We also consider the role of mutation: sometimes offspring do not inherent their parent's strategy but instead assume a random new strategy. In the context of imitation dynamics, this means that players sometimes get confused when trying to imitate a higher payoff individual and adopt the wrong strategy. The higher the mutation rate, the greater the uncertainty about the strategies of others.
When selection is weak, the dynamics depend greatly on the mutation rate μ. In the high mutation limit, μ → 1, all strategies are present at approximately equal abundances at the same time (Antal et al., 2009; Traulsen et al., 2009). Thus, success is determined not by one's ability to resist invasion but rather by one's performance against a uniform population of all strategies. Put another way, the optimal strategy is the one that maximizes its expected payoff against a uniform distribution of opposing strategies.
In the low mutation limit, μ → 0, novel mutants will either die out or completely take over the population before a new mutant arises (Nowak et al., 2004; Fudenberg and Imhof, 2006; Hauert et al., 2007, 2008). The population makes transitions between homogeneous states in which all agents in the population play the same strategy. Hence, although all strategies are still present at equal frequency in the steady state distribution, at most two strategies are present in the population at the same time. Therefore, success in the low mutation limit is determined by one's ability to resist invasion by a single (randomly chosen) opponent. It is not expected payoff against a uniform distribution of strategies that determines success but rather expected relative payoff in pairwise competitions with a single random opposing strategy (Antal et al., 2009).
We can summarize the observations above as follows. Consider two strategies, one claiming a and one claiming b, b < a. Call the former strategy A and the latter strategy B. In A–A interactions, A receives a payoff of a. In A–B interactions, A receives a payoff of b − R. In B–B interactions, B receives a payoff of b. And in A–B interactions, B receives a payoff of b + R.
In the high mutation, weak selection limit, A and B are equally abundant in the population. A's average payoff is thus a + b − R and B's average payoff is b + b − R. When R is small, a + b − R > b + b + R, so the more “cooperative” strategy A is favored over the less cooperative B. When R is large, on the other hand, the opposite is true and B is favored over A.
In the low mutation, weak selection limit, A can be favored over B even though B beats A in pairwise interactions (b − R < b + R) since A does better against itself than B does against itself. When R is small, a population of A-players can be resistant to invasion by B-players, and A can in fact have a larger basin of attraction than B (when a + b − R > b + b + R).

*EXERCISE A:*
Answer these questions from the passage on mutation rates:
(i) In the high mutation limit, which strategy is optimal?
(ii) In the low mutation limit, at most how many strategies are present in the population at the same time?
(iii) What payoff does A receive in A–A interactions?
*EXERCISE B:*
Print the portion of the passage on mutation rates that opens with the words containing "We can summarize" and closes with "payoff of b + R.".
*EXERCISE C:*
Carry on the passage on mutation rates from its last sentence.
The data that comes next is separate from the passage on mutation rates.

*RECORDS SUPPLIED:*

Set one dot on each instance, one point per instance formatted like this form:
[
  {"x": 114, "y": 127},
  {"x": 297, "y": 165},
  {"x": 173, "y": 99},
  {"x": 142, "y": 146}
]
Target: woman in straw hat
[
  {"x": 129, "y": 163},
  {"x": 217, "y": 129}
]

*TASK RESULT A:*
(i) The strategy that maximizes its expected payoff against a uniform distribution of opposing strategies.
(ii) Two.
(iii) a.

*TASK RESULT B:*
We can summarize the observations above as follows. Consider two strategies, one claiming a and one claiming b, b < a. Call the former strategy A and the latter strategy B. In A–A interactions, A receives a payoff of a. In A–B interactions, A receives a payoff of b − R. In B–B interactions, B receives a payoff of b. And in A–B interactions, B receives a payoff of b + R.

*TASK RESULT C:*
In both cases, strategies that are not Nash equilibria can be favored by selection. Because the population is far from equilibrium, traditional game-theoretic solution concepts have little relevance. Instead, we ask what strategy is the most common in the stationary distribution of our stochastic model (see Section 2). The inclusion of the learning errors represented by weakening selection and increasing mutation are relevant and realistic: many real-world processes are in fact far from equilibrium and learning is rarely perfect. Importantly, our non-equilibrium calculations can explain laboratory behavior that traditional equilibrium approaches have had little success in explaining.
This paper is organized as follows. In Section 2, we introduce the model and describe the evolutionary process we are studying. In Sections 3 to 5, we derive analytic results showing how the favored and most frequent strategies vary as R changes in the limit of weak selection. In Section 6, we describe how earlier results can be used to determine the optimal choice of R from the perspective of the airline. Given that selection in the real world can be weak (but is short of the limit of weak selection), we examine the model via computer simulations in the case of arbitrary selection strength and mutation rates in Section 7. In Section 8, we find the values of the selection strength and mutation rate that best fit the data observed by Capra et al. (1999). In Section 9, we discuss our models in relation to other standard ones. Finally, we conclude in Section 10
2 Evolutionary Process
We examine the Traveler's Dilemma from the perspective of evolutionary game theory (Maynard Smith, 1982; Hofbauer and Sigmund, 1988, 1998; Weibull, 1997; Samuelson, 1998; Cressman, 2003; Nowak and Sigmund, 2004; Imhof and Nowak, 2006; Gintis, 2009; Sigmund, 2010) in finite populations (Nowak et al., 2004; Taylor et al., 2004; Nowak, 2006).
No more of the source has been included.